## EXTRAIT CHOISI
= = = =

La ville poreuse
Auteur : Bernardo Secchi ET Paola Viganò
Dans cet ouvrage, présenté en quatre parties, les deux chercheurs ont pris au mot le philosophe ; ils ont fait de la porosité un outil d’analyse et de projet qui « traverse l’épaisseur de l’agglomération parisienne et qui interroge son futur ». La ville poreuse est une image qui construit des échanges entres différentes disciplines, acteurs et individu. Il s’agit en même temps d’un concept précis qui évoque la possibilité du mouvement et des flux ainsi que celui d’une image qui peut traverser plusieurs langages et paradigmes gardant une clarté suffisante pour alimenter d’autres images et d’autres concepts.
1. La métropole du 21 ème siècle.
L’ouvrage commence par une réflexion sur les principales caractéristiques de « la nouvelle question urbaine » et de la spécificité de la métropole parisienne par rapport à d’autres métropoles. Partant des similitudes qui subsistent entre différentes agglomérations, les auteurs atterrissent sur les particularités qui caractérisent l’évolution de chacune, et qui font la spécificité des solutions que devra apporter chaque métropole aux problèmes liés aux inégalités sociales, aux changements climatiques et aux problèmes de mobilités. Ils postulent ainsi que l’innovation et l’invention sur le terrain sont intrinsèques à la disposition de chaque métropole à réagir aux problèmes considérés prioritaires et à les mener de front.
2. La métropole des 21 ème siècles de l’après Kyoto : Scenarios.
La seconde partie de l’ouvrage est une illustration de quatre « scenarios » ou explorations dans un futur possible. Pour les auteurs, lorsqu’on agit dans « l’incertitude », la meilleurs stratégie de construction de l’avenir est de partir de l’élaboration de différents scenarios qui ouvrent une perspective, interrogeant le futur et évaluant les conséquences des politiques, actions et projets possibles.
Au préalable, le scenario 0 est constitué par les nombreux projets en cours et déjà engagés qui déterminent les trajectoires possibles et avec lesquelles toute idée doit cohabiter même si elle se révèle antagoniste
Les quatre autres scenarios étudient les possibilités d’atteindre dans la métropole Parisienne une situation 100% durable (scenario 1), les opportunités d’y vivre avec l’eau (scenario 2), d’y construire un système écologique fort à partir du dross[1] (scenario 3), d’y passer d’un système de transport en commun vertical et hiérarchisé à un système isotrope[2] et horizontal (scenario 4).
Ces scenarios permettent d’interpréter la métropole existante et d’imaginer celle à venir. Le Grand Paris comme une ville poreuse, perméable et isotrope, est une vision qui contraste fortement avec les processus en cour d’exclusion / inclusion et de formation d’enclaves ; elle permet d’atteindre les objectifs fixés par le protocole de Kyoto et les différents Grenelle de l’environnement[3] .
3. Un projet de ville poreuse.

= = = =

## ENTRÉES FOURNIES
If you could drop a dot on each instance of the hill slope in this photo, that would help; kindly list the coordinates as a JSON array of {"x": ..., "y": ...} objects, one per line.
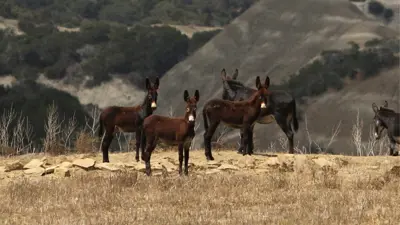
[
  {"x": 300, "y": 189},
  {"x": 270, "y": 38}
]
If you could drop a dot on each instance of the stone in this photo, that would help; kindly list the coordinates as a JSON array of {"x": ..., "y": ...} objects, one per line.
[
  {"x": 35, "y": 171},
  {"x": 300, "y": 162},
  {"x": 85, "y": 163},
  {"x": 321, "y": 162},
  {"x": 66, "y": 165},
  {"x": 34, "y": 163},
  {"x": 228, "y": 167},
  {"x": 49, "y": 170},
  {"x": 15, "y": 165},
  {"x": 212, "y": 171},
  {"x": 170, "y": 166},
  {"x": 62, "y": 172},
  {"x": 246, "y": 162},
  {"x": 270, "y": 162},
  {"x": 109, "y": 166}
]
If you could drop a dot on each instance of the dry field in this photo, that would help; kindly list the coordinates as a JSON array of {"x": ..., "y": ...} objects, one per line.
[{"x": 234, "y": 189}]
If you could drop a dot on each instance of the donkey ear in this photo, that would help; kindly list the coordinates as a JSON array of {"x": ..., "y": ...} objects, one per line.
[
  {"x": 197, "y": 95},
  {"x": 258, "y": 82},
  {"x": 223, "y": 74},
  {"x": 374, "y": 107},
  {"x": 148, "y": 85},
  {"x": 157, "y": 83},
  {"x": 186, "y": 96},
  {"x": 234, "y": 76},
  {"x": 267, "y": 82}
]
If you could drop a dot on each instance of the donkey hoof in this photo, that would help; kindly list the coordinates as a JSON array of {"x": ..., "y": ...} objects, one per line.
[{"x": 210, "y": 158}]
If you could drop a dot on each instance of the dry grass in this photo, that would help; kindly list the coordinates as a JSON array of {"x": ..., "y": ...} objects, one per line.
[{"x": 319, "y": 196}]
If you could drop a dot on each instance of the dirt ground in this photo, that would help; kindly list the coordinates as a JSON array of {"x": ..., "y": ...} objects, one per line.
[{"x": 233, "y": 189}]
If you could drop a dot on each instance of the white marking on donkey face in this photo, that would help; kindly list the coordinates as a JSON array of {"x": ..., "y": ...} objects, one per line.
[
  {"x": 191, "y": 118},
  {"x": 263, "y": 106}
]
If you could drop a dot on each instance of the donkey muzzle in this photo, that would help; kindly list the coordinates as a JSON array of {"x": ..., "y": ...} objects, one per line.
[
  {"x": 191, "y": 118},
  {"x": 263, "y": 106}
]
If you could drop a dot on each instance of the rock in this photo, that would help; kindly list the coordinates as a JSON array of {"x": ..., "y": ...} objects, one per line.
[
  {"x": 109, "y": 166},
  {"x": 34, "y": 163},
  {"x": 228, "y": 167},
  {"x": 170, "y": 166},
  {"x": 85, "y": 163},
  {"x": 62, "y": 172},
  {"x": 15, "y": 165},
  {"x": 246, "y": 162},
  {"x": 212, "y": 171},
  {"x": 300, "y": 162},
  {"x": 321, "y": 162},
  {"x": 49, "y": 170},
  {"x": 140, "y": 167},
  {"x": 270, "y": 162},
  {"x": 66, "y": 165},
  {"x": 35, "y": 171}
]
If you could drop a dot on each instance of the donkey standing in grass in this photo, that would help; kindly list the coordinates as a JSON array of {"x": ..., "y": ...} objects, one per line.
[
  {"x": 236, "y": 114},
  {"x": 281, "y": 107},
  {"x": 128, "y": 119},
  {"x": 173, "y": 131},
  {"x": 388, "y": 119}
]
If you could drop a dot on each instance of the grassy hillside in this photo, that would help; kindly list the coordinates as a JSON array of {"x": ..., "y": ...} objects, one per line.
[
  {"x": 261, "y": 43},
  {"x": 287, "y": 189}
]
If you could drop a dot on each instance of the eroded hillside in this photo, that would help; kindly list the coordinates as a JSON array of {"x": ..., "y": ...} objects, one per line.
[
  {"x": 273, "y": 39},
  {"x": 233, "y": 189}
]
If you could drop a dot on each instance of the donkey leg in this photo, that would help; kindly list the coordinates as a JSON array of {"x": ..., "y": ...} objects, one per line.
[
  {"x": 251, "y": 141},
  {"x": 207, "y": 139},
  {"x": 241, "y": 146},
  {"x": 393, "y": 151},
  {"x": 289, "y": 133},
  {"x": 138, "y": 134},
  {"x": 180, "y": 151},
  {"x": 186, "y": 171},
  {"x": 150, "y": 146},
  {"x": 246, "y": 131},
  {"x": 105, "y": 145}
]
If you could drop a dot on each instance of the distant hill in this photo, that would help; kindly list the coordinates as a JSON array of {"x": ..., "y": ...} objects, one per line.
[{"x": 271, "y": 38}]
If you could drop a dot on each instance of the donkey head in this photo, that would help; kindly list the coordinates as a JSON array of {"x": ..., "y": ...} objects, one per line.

= = = =

## ÉNONCÉ
D'après l'extrait consacré à l'ouvrage « La ville poreuse », quelle possibilité le scénario 2 étudie-t-il pour la métropole parisienne ?

## RÉPONSE
Le scénario 2 étudie les opportunités de vivre avec l'eau dans la métropole parisienne.